## ПРЕДОСТАВЛЕННЫЙ ОТРЫВОК
<<<<

В 2011-м Роме был всего 21 год. Его жизнь только начиналась. И я тогда совсем не о том думал. Я уже внуков хотел. И тут этот взрыв…
У нас с сыном была какая-то сильная связь. Может, потому, что я много вложил в его воспитание, учил его быть настоящим мужчиной. И он был таким.
Например, Рома не умел врать. Он учился тогда в торговом колледже. Но быстро разочаровался, потому что их учили, по мнению Ромы, «втюхивать» людям товар и говорить, какой он хороший, хотя на самом деле это был плохой товар.
В тот день — 11 апреля — он как раз ехал забирать из колледжа документы. И погиб.
Рома похоронен в Колодищах. Мне знакомые говорили, мол, я же чемпион, мог бы выбить Роме место и на минском кладбище. Но я не ставил себе такую цель. Сейчас к нему на кладбище я езжу очень редко. Наверное, это к лучшему. Если бы его в Минске похоронили, я бы там на его могиле и полег бы. Жил бы там.

>>>>

## ЗАДАНИЕ 1
Выберите в записях все строки, где есть строка «comma». Регистр учитывается.
Отрывок и записи — это отдельные материалы, между собой не связанные.

## ИСХОДНЫЕ ДАННЫЕ
<<<<

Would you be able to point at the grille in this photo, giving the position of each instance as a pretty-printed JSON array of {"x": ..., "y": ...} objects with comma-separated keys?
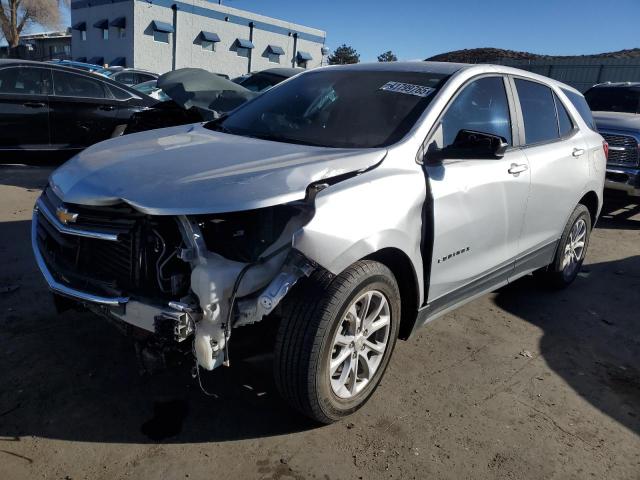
[
  {"x": 128, "y": 266},
  {"x": 623, "y": 150}
]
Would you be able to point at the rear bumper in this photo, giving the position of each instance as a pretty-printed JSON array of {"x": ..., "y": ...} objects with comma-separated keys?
[{"x": 623, "y": 179}]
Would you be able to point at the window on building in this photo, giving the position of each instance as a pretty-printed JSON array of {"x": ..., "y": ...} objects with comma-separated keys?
[
  {"x": 538, "y": 112},
  {"x": 162, "y": 37},
  {"x": 303, "y": 58},
  {"x": 208, "y": 46},
  {"x": 482, "y": 106},
  {"x": 274, "y": 53}
]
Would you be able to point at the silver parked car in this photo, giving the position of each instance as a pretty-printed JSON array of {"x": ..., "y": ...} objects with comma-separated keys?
[{"x": 343, "y": 209}]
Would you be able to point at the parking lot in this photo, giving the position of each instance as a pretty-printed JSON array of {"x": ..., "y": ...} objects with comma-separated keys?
[{"x": 523, "y": 382}]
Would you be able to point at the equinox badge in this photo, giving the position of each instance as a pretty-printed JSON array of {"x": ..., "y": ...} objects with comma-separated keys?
[{"x": 65, "y": 216}]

>>>>

## ЗАДАНИЕ 2
В каком колледже учился Рома, судя по отрывку?

## ОТВЕТ 1
Would you be able to point at the grille in this photo, giving the position of each instance as a pretty-printed JSON array of {"x": ..., "y": ...} objects with comma-separated keys?
Would you be able to point at the rear bumper in this photo, giving the position of each instance as a pretty-printed JSON array of {"x": ..., "y": ...} objects with comma-separated keys?
Would you be able to point at the window on building in this photo, giving the position of each instance as a pretty-printed JSON array of {"x": ..., "y": ...} objects with comma-separated keys?
Would you be able to point at the silver parked car in this photo, giving the position of each instance as a pretty-printed JSON array of {"x": ..., "y": ...} objects with comma-separated keys?
Would you be able to point at the parking lot in this photo, giving the position of each instance as a pretty-printed JSON array of {"x": ..., "y": ...} objects with comma-separated keys?
Would you be able to point at the equinox badge in this photo, giving the position of each instance as a pretty-printed JSON array of {"x": ..., "y": ...} objects with comma-separated keys?

## ОТВЕТ 2
В торговом колледже.